TEXTE PRÉSENTÉ>
Intervention de Cécile Duflot

Réunion du 30 octobre 2013 à 9h00
Commission élargie : Égalité des territoires, logement et ville

Cécile Duflot, ministre de l'égalité des territoires et du logement :

Comme vous l'avez noté, le budget de la mission « Égalité des territoires, logement et ville » bénéficie, dans un contexte difficile, de financements renforcés : à périmètre constant, ce budget est en hausse de près de 100 millions d'euros. Cela démontre que le logement, l'égalité des territoires et les politiques de la ville sont des priorités pour le Gouvernement, et cela dans la durée.

Je remercie Mme Orlice d'avoir souligné que, pour la première fois depuis longtemps, nous avons répondu à la critique récurrente de la Cour des comptes concernant la sous-estimation des crédits de l'hébergement d'urgence. Aujourd'hui, ces crédits sont à la hauteur des besoins, même si nous devons faire face à une situation qui s'aggrave, notamment sur des territoires qui étaient auparavant peu concernés par des tensions dans ce domaine.

Monsieur Caresche, vous avez évoqué la question du ciblage des aides au logement et l'impact de la désindexation. Comme chacun peut le constater, le budget des aides au logement est en forte augmentation dans le PLF pour 2014. De fait, la difficulté sociale dans laquelle se trouvent un certain nombre de nos concitoyens les conduit à faire appel à cette aide qui se révèle pour eux décisive. Le rapport remis au printemps 2012 auquel vous avez fait référence démontre que les aides au logement sont un filet de sécurité absolument décisif pour lutter contre la pauvreté. Elles permettent notamment aux familles monoparentales – je pense en particulier aux femmes élevant seules leurs enfants – de continuer à se loger dignement. Nous avons donc décidé de consacrer les moyens nécessaires aux aides au logement. Il est vrai – je réponds également, à cet égard, à M. Goldberg – que nous avons fait le choix de la désindexation, mais son impact est limité pour les ménages, puisque, à situation identique, il n'y aura aucune diminution de l'aide par rapport à cette année. Cependant, comme vous le savez, tous les ministères doivent consentir un effort significatif. Nous avons choisi, pour notre part, de faire porter l'effort sur ce dispositif. Ainsi, l'impact est le plus limité possible. Cela nous permet également de ne pas amputer les aides et de déployer des budgets, notamment en faveur de la construction de logements sociaux de tous types.

CONSIGNES À SUIVRE>
[a] Répondez aux questions suivantes d'après l'intervention ci-dessus.
(i) De combien le budget de la mission augmente-t-il à périmètre constant ?
(ii) Quelle critique récurrente de la Cour des comptes a reçu une réponse ?
(iii) À quel moment a été remis le rapport cité au sujet des aides au logement ?
[b] Citez fidèlement le passage de l'intervention ci-dessus qui s'ouvre sur les mots « Réunion du 30 » et se termine par « dans la durée. ».
[c] Traduisez en anglais la phrase suivante de l'intervention ci-dessus : « Nous avons donc décidé de consacrer les moyens nécessaires aux aides au logement. »

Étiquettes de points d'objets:
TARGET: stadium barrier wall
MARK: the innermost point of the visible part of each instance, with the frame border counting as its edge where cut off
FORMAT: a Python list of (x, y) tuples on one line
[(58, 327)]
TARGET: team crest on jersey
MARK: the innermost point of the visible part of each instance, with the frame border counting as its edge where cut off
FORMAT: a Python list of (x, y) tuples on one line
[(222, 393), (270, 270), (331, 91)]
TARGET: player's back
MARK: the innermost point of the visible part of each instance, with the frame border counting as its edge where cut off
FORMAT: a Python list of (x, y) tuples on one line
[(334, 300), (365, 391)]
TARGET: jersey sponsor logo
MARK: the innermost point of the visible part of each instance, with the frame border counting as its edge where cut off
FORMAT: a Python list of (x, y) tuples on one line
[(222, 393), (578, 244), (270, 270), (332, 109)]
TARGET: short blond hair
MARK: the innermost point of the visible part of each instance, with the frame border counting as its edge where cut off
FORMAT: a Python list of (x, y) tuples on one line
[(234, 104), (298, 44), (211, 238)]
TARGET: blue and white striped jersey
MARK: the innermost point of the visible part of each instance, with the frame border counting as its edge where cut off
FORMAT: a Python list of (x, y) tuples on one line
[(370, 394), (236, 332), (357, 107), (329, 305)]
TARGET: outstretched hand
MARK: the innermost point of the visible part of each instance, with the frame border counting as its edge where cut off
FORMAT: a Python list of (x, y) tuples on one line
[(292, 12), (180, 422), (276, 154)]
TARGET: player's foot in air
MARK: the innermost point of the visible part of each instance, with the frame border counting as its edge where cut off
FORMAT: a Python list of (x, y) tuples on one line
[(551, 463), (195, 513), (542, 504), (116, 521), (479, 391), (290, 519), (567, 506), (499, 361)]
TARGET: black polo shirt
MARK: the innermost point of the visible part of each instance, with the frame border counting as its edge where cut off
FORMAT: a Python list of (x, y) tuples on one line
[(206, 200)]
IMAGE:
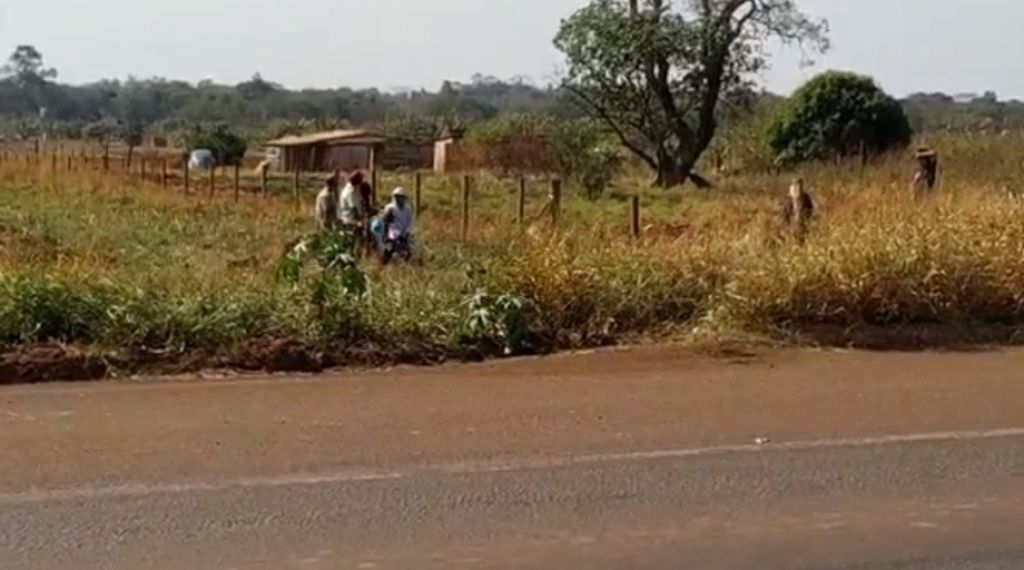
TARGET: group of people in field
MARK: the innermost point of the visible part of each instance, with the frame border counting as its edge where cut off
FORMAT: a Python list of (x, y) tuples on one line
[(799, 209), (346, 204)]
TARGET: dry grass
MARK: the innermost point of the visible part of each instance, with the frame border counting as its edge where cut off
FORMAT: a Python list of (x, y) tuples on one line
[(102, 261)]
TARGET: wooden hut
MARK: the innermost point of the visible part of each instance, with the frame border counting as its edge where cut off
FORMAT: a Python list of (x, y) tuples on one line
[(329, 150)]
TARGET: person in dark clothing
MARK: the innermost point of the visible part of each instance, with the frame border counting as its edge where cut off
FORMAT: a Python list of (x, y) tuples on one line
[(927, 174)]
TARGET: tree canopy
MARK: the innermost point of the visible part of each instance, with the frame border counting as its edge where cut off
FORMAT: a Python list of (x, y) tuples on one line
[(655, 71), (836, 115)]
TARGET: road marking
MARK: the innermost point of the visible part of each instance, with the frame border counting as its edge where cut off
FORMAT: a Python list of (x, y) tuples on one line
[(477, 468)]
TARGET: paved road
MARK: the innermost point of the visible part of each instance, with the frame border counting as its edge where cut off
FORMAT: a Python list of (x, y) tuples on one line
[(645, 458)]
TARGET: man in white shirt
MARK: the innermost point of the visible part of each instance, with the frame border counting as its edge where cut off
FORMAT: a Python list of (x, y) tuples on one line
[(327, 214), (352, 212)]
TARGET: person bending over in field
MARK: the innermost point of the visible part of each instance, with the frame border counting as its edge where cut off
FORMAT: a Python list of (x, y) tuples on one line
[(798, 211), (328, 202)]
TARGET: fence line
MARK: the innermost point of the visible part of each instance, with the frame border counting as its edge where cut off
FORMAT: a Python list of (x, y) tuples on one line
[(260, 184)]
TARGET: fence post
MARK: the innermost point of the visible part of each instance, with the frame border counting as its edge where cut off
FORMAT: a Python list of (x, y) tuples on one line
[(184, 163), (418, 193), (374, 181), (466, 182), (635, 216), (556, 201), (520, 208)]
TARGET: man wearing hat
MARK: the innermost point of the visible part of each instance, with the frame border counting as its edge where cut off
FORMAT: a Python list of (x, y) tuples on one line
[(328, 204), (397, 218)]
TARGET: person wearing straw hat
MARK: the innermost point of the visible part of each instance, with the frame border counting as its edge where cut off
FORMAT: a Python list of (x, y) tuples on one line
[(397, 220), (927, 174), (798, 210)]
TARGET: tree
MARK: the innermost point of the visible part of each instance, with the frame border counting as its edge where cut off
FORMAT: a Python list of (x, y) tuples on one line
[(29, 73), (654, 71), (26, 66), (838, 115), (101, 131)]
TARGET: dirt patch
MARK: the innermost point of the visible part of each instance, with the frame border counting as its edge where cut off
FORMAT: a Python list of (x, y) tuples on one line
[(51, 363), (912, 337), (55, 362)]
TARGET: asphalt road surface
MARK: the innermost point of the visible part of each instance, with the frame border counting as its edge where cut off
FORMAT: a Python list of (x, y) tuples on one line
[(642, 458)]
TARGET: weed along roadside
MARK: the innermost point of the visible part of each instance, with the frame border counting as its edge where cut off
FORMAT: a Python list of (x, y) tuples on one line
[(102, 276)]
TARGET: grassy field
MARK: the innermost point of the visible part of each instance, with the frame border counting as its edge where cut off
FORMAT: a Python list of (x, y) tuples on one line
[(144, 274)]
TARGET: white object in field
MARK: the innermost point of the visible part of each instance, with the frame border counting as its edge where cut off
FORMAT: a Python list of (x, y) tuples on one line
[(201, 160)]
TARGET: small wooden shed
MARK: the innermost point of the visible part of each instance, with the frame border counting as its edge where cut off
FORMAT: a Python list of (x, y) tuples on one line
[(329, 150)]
==
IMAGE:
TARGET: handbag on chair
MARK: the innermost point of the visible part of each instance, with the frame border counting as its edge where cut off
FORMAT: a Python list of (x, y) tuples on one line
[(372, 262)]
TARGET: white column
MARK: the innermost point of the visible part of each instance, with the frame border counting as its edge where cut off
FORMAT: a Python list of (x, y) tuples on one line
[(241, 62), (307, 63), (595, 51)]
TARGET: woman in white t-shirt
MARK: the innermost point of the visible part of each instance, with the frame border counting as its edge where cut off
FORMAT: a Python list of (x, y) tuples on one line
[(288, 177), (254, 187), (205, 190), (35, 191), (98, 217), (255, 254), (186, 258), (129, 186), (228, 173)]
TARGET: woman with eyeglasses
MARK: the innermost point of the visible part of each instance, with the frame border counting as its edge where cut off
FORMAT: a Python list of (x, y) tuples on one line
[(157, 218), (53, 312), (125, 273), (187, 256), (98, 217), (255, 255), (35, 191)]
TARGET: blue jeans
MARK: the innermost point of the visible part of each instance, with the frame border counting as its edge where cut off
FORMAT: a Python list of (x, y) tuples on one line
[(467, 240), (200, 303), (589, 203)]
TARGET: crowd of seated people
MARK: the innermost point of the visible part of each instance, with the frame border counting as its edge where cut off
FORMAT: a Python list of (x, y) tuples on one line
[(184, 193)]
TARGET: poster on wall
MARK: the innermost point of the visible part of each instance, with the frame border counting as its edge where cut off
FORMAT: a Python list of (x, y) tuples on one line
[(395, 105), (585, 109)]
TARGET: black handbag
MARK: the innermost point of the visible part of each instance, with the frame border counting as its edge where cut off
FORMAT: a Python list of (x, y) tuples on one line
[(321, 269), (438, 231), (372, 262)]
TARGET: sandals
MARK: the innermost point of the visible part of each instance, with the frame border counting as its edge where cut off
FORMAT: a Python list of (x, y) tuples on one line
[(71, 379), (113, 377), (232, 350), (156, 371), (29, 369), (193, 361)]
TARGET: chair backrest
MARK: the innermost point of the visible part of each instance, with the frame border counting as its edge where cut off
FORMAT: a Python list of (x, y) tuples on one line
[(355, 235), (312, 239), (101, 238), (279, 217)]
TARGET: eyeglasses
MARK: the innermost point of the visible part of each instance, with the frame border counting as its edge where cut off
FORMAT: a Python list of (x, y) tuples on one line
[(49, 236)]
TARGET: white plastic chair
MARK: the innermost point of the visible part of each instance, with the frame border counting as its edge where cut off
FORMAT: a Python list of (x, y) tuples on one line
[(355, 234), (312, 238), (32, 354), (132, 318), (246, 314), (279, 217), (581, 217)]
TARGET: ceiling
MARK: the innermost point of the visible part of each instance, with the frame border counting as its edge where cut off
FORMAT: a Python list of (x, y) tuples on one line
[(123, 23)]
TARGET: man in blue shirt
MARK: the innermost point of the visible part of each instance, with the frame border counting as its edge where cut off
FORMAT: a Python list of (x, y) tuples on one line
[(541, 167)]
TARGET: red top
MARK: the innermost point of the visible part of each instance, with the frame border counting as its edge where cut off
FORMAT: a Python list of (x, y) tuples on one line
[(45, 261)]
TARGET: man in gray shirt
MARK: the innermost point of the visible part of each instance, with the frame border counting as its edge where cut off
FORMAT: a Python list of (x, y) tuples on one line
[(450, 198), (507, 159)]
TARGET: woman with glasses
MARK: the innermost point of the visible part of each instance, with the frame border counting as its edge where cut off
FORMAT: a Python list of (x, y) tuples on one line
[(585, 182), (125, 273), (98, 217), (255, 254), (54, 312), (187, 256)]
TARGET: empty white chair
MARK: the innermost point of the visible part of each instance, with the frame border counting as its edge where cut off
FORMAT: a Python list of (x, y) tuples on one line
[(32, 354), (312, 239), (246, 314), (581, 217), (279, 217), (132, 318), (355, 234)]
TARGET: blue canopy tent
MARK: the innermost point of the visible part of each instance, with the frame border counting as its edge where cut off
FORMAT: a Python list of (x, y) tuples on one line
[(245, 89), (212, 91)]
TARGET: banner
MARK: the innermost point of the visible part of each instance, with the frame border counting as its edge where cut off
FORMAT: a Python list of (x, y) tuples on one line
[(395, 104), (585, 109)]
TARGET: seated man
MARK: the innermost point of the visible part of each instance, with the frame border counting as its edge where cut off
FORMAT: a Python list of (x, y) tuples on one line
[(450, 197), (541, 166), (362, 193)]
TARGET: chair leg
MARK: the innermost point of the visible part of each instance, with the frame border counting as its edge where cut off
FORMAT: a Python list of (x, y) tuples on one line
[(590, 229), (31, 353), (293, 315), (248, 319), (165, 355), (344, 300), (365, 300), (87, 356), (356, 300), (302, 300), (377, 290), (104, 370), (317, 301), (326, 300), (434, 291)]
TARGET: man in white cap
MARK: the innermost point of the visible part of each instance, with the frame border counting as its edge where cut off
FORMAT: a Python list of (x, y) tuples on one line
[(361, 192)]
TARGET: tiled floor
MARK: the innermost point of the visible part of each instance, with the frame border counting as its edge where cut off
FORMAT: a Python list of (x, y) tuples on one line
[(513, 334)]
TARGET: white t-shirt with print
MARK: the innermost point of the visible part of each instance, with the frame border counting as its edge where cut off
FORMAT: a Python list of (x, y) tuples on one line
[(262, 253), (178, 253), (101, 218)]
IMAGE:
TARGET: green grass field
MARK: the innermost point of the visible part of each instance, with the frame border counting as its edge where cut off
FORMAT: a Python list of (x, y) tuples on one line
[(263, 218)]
--
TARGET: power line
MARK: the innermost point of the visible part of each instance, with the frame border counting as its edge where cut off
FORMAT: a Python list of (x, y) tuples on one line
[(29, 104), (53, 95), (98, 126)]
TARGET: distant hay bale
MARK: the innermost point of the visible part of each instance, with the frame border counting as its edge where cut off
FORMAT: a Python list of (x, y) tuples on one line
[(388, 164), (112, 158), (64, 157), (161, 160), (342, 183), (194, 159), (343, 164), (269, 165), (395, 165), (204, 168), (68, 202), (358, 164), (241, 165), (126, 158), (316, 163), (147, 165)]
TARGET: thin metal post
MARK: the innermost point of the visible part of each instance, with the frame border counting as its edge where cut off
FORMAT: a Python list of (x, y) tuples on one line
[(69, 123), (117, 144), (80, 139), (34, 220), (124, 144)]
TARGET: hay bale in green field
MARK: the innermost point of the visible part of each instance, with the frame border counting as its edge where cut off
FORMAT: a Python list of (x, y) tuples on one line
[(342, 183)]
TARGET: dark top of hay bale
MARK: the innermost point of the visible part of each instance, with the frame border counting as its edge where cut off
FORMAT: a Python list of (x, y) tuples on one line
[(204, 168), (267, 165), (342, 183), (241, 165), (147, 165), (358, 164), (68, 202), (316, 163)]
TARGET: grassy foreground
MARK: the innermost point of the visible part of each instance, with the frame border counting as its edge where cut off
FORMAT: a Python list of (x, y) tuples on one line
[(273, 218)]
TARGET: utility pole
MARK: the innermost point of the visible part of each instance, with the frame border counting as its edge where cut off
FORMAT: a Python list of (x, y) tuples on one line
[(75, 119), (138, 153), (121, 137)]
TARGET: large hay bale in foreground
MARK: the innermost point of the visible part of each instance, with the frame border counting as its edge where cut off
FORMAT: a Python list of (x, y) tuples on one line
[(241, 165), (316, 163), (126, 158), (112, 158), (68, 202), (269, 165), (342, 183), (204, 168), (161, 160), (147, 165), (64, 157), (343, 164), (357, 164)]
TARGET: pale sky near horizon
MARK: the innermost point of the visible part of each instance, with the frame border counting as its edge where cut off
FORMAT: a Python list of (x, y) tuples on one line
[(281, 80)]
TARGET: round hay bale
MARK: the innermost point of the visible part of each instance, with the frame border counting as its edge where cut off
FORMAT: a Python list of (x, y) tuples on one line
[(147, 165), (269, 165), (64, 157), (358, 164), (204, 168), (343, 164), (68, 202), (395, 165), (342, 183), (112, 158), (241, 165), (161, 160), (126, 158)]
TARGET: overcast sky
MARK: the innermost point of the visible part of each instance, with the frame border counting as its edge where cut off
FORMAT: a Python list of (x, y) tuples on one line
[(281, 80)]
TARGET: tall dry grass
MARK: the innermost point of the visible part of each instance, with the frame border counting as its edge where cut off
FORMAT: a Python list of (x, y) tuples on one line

RÉPONSES DANS L'ORDRE>
[a]
(i) De près de 100 millions d'euros.
(ii) La sous-estimation des crédits de l'hébergement d'urgence.
(iii) Au printemps 2012.

[b]
Réunion du 30 octobre 2013 à 9h00
Commission élargie : Égalité des territoires, logement et ville

Cécile Duflot, ministre de l'égalité des territoires et du logement :

Comme vous l'avez noté, le budget de la mission « Égalité des territoires, logement et ville » bénéficie, dans un contexte difficile, de financements renforcés : à périmètre constant, ce budget est en hausse de près de 100 millions d'euros. Cela démontre que le logement, l'égalité des territoires et les politiques de la ville sont des priorités pour le Gouvernement, et cela dans la durée.

[c] We therefore decided to devote the necessary resources to housing assistance.